> Written tasks
(1) For the passage on the Irish pork dioxin incident, decide whether each statement agrees with it, answering yes or no and quoting the words that settle it: (a) the contamination was traced to a feed mill recycling bakery and confectionery waste; (b) the recall covers pigs slaughtered since 1 January 2006; (c) animal feed mills were brought under the EU legislation from 1 January 2006.
(2) Retype the section of the passage on the Irish pork dioxin incident starting with "- what will" and going on through "or the taxpayer?".
(3) Write what comes next in the passage on the Irish pork dioxin incident, picking up after its last sentence.

> Excerpt provided
>> start

Europe’s lastest food safety incident stems from the confirmation of elevated levels of dioxins in Irish pigmeat last Saturday. As a result, all Irish pork and bacon products from pigs slaughtered in Ireland since 1st September 2008 have been recalled. Consumers have been advised, as a precautionary measure, not to consume Irish pork and bacon products at this time and to dispose of any purchased since the 1st of September 2008. The discovery of this contamination – which has been sourced back to a small feed mill recycling bakery and confectionery waste for animal feed – is a calamity for the Irish pig sector and could yet have major adverse consequences for the Irish food processing sector as a whole. There is a good account of the background to the incident on Wikipedia. I have given my own initial reaction to the events in an Irish Independent article today. Here I want to explore three questions which the crisis has thrown up.
It is important to stress that the public health advice is that no one is likely to become ill, let alone die, from the contaminated pigmeat. The product recall has been take as a precautionary measure, mindful of the mishandling of the similar Belgian dioxin case in 1999 which led to the fall of the government there, and to reassure consumers that public health is being given priority in the handling of the incident. Nonetheless, at least three questions now press for answers:
- why, despite the revamped food and feed controls introduced as part of the EU’s hygiene package in 2005, was the problem not detected earlier?
- what will be the overall cost of the contamination to the agricultural sector and the national economy?
- who will bear this cost – the industry or the taxpayer?
The overhaul of EU “farm to fork” food safety legislation begun in 2002 introduced traceability as the basic concept. The new EU food hygiene rules place primary responsibility for food safety on food establishments, while requiring the public authorities to have a risk-based control system in place to verify compliance with food law and food hygiene regulations. Animal feed mills were brought within this system of legislation with effect from 1 January 2006.

>> end

Some records
>> start

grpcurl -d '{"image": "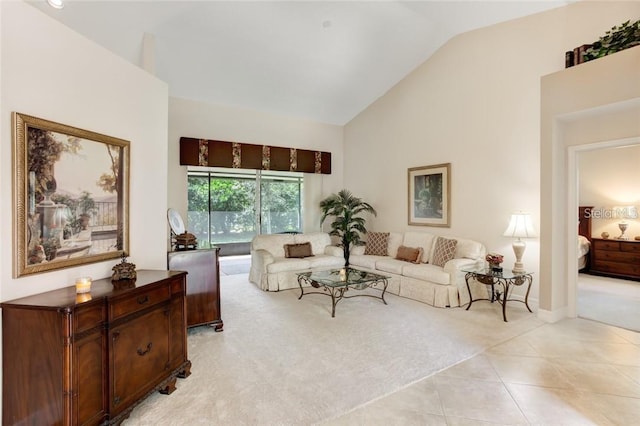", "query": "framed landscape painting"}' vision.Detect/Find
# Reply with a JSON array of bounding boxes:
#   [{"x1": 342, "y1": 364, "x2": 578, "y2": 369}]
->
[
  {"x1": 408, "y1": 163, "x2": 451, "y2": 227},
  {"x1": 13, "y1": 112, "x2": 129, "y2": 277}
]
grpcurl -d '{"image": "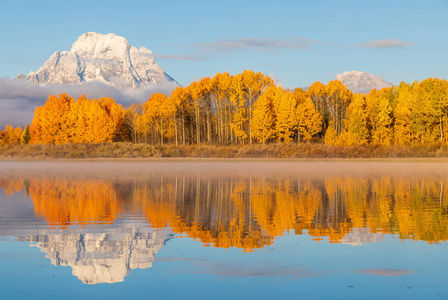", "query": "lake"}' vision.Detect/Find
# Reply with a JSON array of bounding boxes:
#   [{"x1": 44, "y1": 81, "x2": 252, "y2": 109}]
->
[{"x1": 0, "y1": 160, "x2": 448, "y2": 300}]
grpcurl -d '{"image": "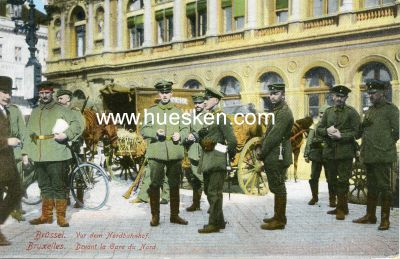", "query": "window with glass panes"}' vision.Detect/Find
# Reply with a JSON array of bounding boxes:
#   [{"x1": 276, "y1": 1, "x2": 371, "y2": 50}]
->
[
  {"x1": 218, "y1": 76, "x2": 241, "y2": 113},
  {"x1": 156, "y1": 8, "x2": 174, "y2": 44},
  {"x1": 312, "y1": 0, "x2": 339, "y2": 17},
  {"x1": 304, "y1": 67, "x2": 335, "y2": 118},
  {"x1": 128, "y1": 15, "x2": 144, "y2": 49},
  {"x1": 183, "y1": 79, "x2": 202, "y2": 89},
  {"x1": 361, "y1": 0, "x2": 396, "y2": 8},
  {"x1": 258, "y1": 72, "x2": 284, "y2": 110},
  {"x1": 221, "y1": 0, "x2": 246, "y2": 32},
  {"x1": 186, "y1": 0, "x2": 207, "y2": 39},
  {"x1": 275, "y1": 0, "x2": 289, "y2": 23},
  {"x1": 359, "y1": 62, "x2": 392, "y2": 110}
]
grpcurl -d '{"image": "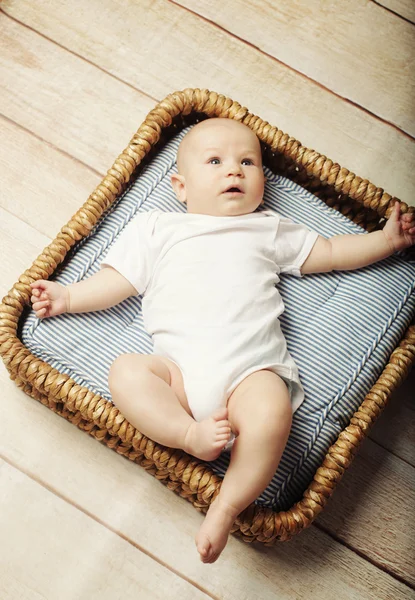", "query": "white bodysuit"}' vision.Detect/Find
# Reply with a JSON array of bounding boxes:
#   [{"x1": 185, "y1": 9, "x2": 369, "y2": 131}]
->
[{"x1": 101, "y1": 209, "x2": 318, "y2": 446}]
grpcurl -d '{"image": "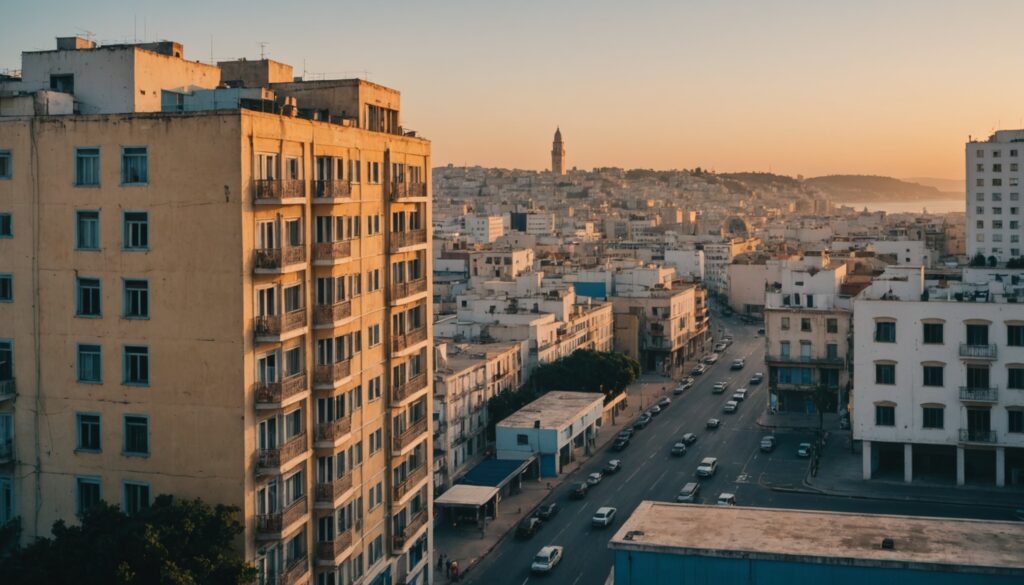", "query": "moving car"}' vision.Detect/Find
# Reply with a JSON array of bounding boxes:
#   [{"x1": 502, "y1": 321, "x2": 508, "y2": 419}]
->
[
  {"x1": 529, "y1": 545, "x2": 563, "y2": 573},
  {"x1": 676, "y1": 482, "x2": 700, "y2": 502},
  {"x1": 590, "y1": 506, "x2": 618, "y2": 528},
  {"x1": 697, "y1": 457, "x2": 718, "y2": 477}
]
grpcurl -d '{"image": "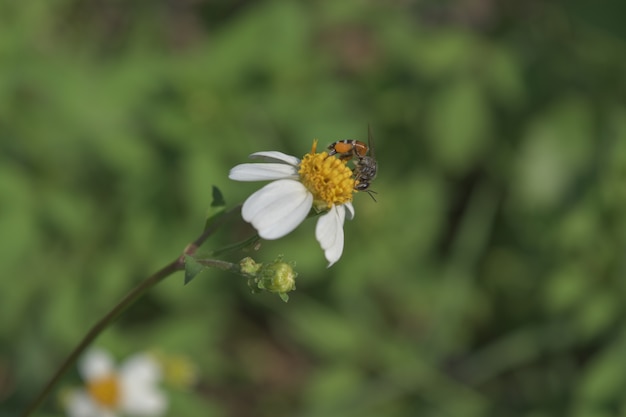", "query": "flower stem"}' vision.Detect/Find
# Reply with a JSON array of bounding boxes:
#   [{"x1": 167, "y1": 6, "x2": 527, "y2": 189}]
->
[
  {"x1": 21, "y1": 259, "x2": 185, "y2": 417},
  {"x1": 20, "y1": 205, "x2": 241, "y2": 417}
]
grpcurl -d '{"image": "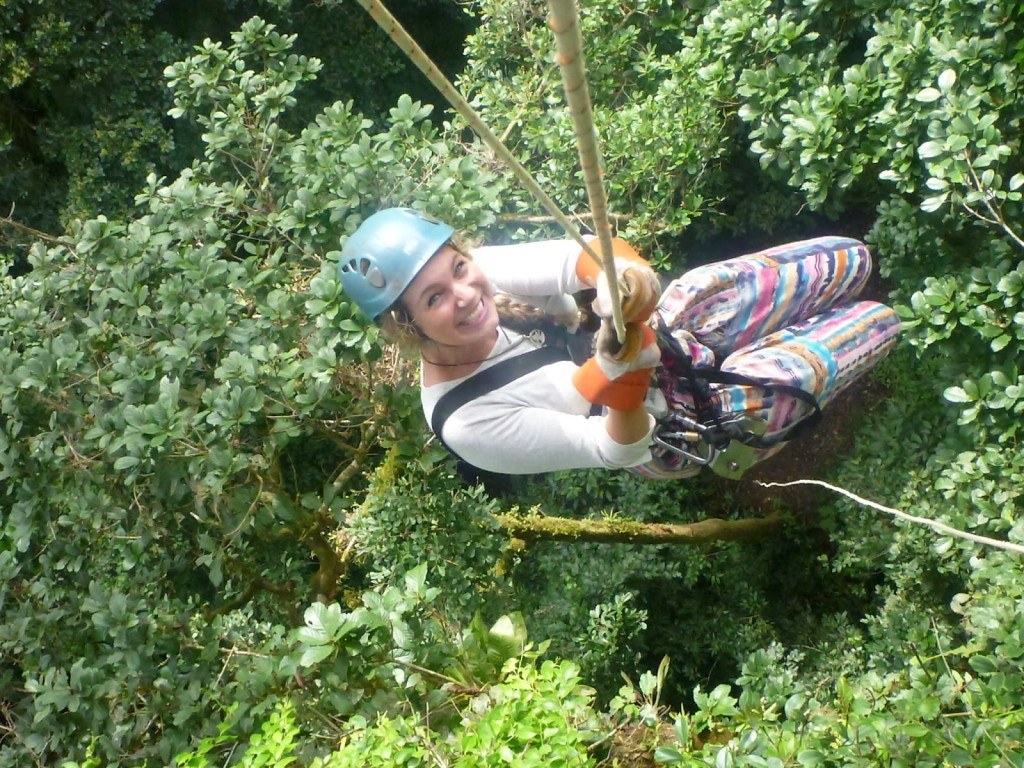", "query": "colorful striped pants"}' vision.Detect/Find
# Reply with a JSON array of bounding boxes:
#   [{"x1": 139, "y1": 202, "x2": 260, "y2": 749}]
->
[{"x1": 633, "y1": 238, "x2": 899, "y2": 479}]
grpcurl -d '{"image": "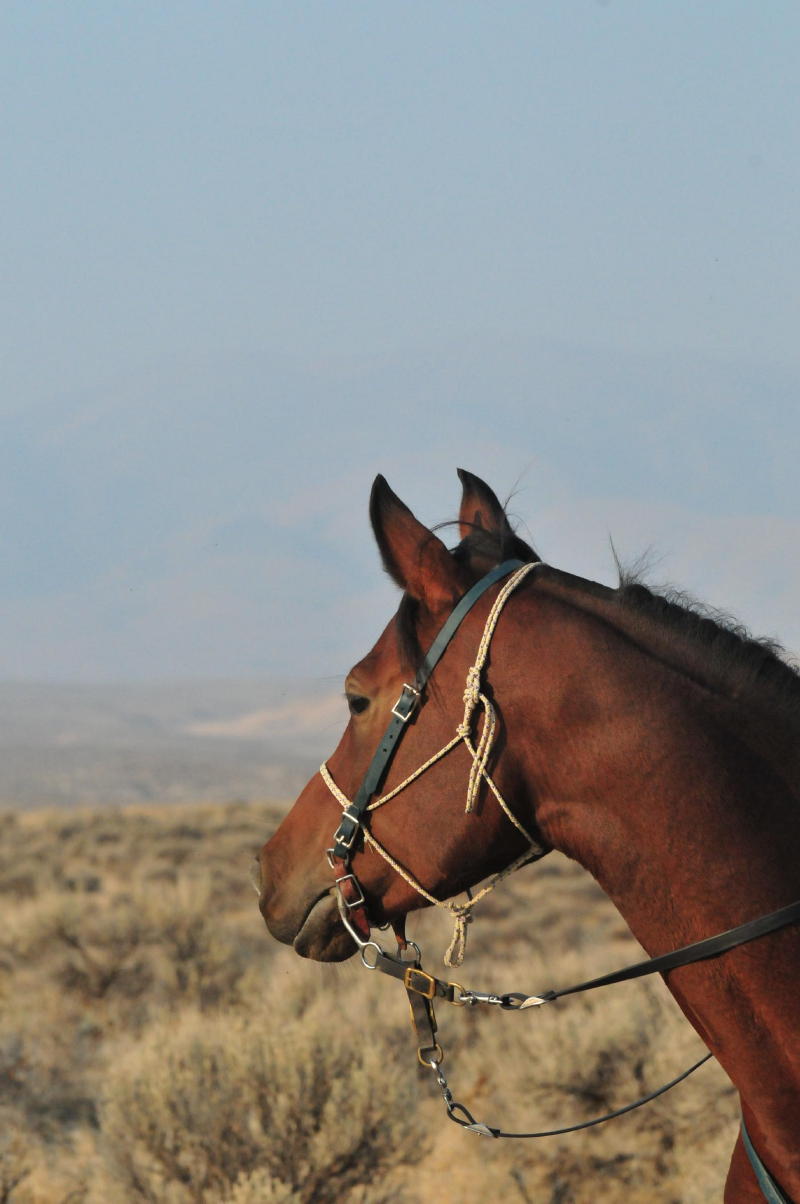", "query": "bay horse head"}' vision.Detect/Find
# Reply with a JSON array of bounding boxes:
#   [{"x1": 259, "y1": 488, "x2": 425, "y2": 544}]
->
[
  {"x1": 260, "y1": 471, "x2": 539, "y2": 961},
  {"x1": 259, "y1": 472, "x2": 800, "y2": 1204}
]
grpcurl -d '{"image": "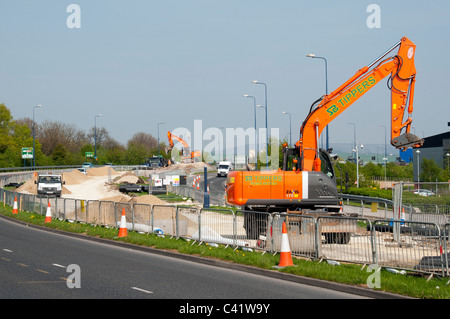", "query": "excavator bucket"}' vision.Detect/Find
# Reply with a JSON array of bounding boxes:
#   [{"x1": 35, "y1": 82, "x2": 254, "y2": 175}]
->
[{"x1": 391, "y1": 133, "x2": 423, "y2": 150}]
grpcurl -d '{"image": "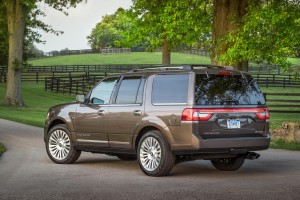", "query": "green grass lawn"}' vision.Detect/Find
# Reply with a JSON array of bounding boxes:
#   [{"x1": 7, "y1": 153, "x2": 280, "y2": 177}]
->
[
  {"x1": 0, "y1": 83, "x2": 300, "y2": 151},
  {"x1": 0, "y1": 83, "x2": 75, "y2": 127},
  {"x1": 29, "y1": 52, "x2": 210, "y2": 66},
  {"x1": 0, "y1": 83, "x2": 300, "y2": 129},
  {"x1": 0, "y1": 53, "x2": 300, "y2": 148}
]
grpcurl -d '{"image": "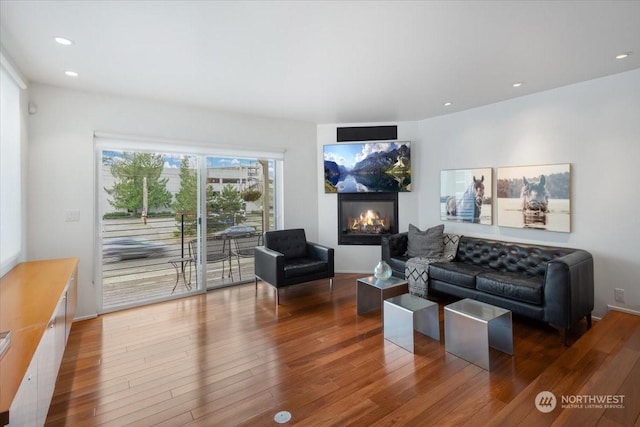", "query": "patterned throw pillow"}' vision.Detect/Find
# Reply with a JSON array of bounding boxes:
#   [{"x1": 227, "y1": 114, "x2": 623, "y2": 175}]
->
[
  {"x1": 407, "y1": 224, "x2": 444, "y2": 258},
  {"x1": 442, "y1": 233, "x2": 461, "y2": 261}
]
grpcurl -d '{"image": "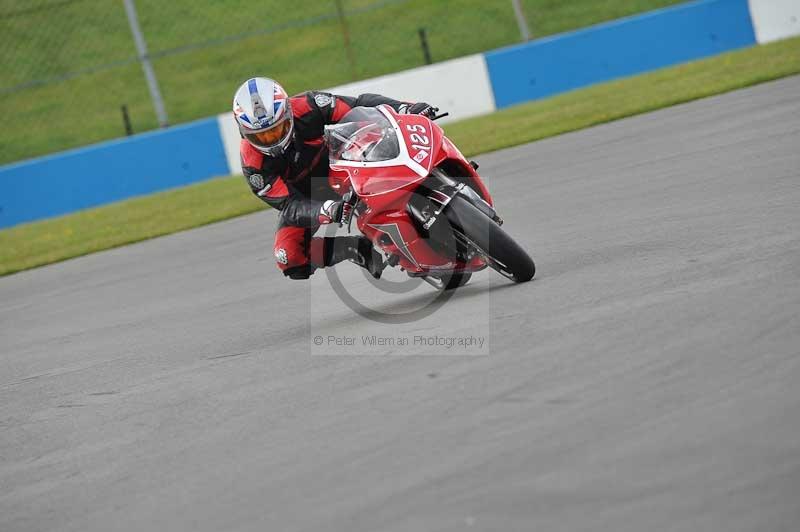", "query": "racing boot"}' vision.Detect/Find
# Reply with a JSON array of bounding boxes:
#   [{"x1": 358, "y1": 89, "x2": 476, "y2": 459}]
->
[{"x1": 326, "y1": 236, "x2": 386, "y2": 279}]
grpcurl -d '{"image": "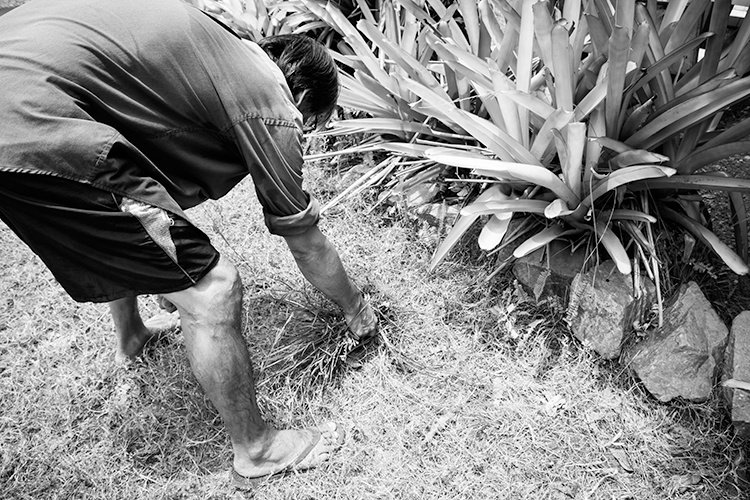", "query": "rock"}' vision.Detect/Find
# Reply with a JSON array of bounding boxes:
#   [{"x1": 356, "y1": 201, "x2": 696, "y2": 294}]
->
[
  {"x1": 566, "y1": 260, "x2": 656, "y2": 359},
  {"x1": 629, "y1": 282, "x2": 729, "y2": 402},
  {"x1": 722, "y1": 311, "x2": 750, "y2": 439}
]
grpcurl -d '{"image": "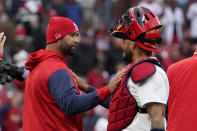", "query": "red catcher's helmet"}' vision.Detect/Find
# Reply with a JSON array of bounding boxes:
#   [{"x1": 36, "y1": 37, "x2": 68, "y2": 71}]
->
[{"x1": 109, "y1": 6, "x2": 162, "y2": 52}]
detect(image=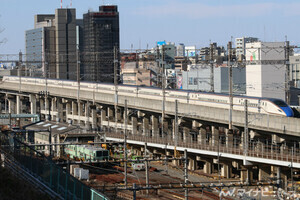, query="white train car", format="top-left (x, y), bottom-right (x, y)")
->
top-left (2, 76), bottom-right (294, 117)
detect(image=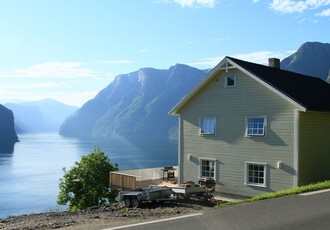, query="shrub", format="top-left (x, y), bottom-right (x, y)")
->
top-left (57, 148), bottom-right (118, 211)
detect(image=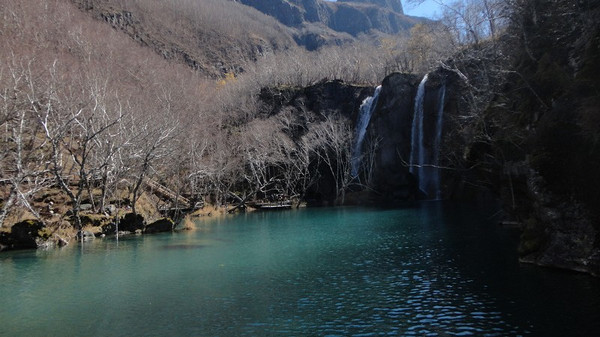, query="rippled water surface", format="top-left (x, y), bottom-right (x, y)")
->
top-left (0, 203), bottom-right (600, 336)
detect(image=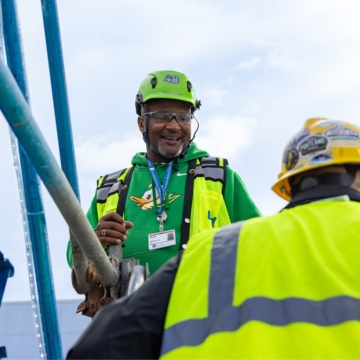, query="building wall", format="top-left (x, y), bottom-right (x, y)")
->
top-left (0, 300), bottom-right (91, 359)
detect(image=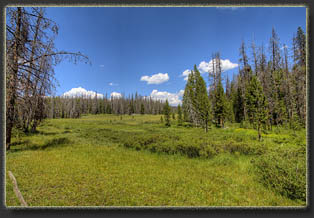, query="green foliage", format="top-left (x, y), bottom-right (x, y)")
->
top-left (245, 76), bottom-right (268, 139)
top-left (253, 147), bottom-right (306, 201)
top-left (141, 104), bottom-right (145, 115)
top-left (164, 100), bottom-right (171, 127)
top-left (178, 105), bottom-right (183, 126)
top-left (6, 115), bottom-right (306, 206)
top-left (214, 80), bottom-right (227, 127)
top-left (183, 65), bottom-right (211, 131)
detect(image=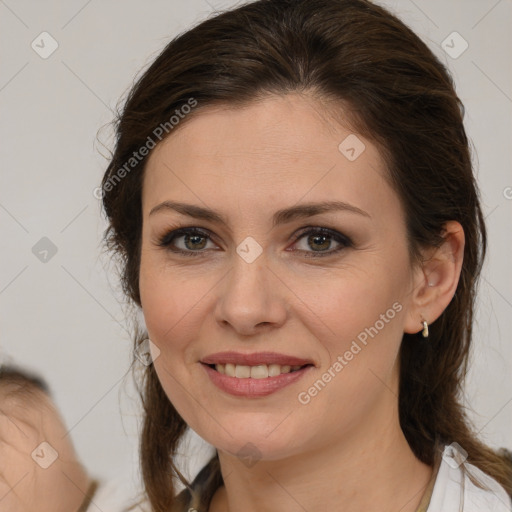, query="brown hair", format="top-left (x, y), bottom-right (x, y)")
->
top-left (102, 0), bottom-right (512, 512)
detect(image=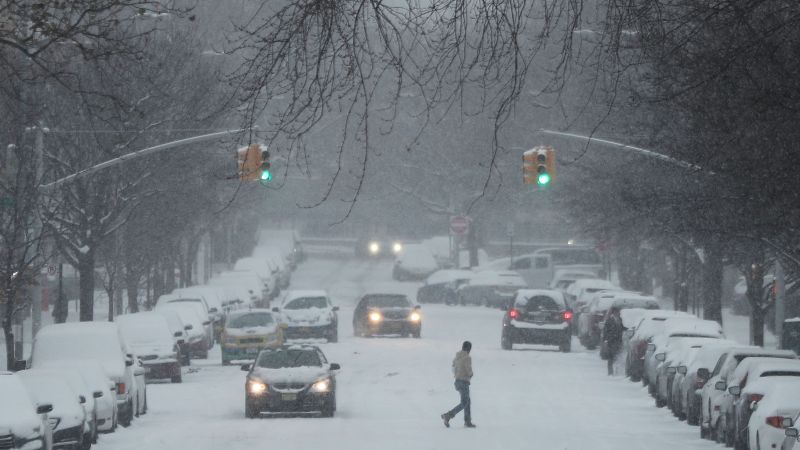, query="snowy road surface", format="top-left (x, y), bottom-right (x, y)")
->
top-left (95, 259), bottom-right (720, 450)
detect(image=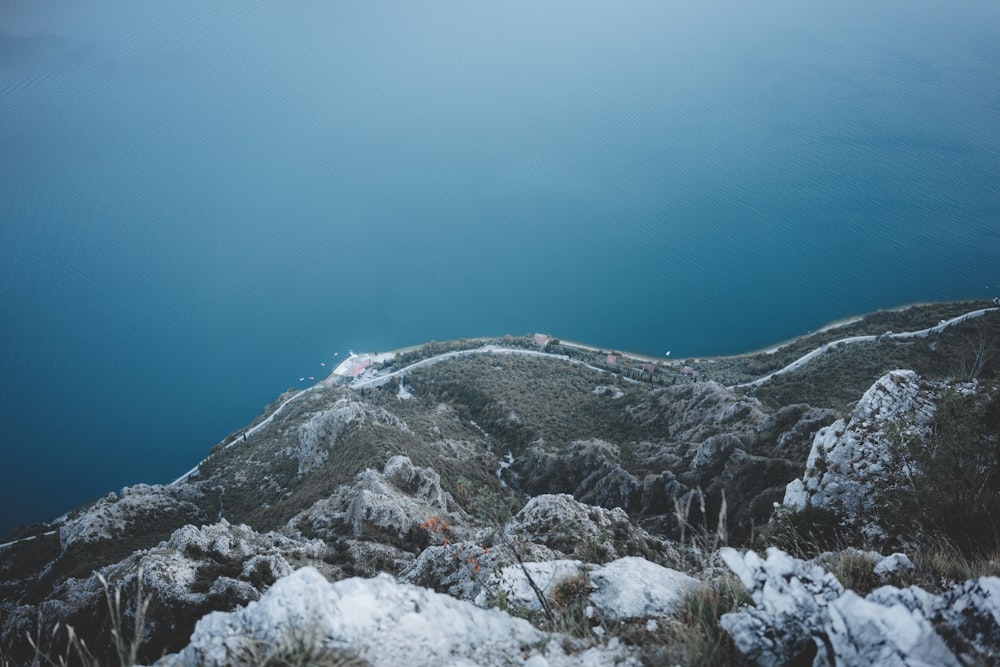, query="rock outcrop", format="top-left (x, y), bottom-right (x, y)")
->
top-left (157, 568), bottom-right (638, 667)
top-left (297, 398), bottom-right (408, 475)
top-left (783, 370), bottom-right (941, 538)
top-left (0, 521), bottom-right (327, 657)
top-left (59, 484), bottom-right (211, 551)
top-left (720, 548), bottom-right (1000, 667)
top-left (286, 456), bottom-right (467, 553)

>> end

> Outputs in order
(1)
(a) Yes: "which has been sourced back to a small feed mill recycling bakery and confectionery waste for animal feed"
(b) No: "all Irish pork and bacon products from pigs slaughtered in Ireland since 1st September 2008 have been recalled"
(c) Yes: "Animal feed mills were brought within this system of legislation with effect from 1 January 2006."

(2)
- what will be the overall cost of the contamination to the agricultural sector and the national economy?
- who will bear this cost – the industry or the taxpayer?

(3)
There is now evidence that feed compounders on the continent of Europe noticed elevated dioxin levels in pig fat as far back as September, although it was not possible immediately to identify the source. The alarm was raised early last week by a routine food safety control of pigmeat in Ireland by Department of Agriculture and Food inspectors. How was it that the mill’s own HACCP procedures did not pick up the problem before it emerged in animal products? Given that many of the major recent food scares have been associated with animal feed, is there sufficient control and regulation even in the revised legislation?
The second question concerns the cost. The pig industry in Ireland produces around 3 million pigs a year from 400 farms, and has a farm level value of around €250 million, but a processed value of more than double that. Estimates in the Irish newspapers today suggested the total cost of the contamination could be anything between €125 million to €1 billion, but any estimates must be very imprecise at this stage. The costs involved include, in increasing order of uncertainty:
- the slaughter of around 100,000 pigs on the 9 pig farms which purchased the contaminated feed;
- the cost of the product recall, the loss of product and the cost of disposal;
- the potential loss of consumer markets both at home (which accounts for around 55% of Irish pigmeat output) and in export markets (around half in the UK, the rest spread over 25 or so countries). While some of the drop in domestic consumption will lead to a switch to the purchase of other types of Irish farm produce (such as beef, poultrymeat or lamb), the loss of export markets is an unmitigated cost.
- whether markets for other Irish food products will be closed or affected because of a perceived loss of reputation for Irish food.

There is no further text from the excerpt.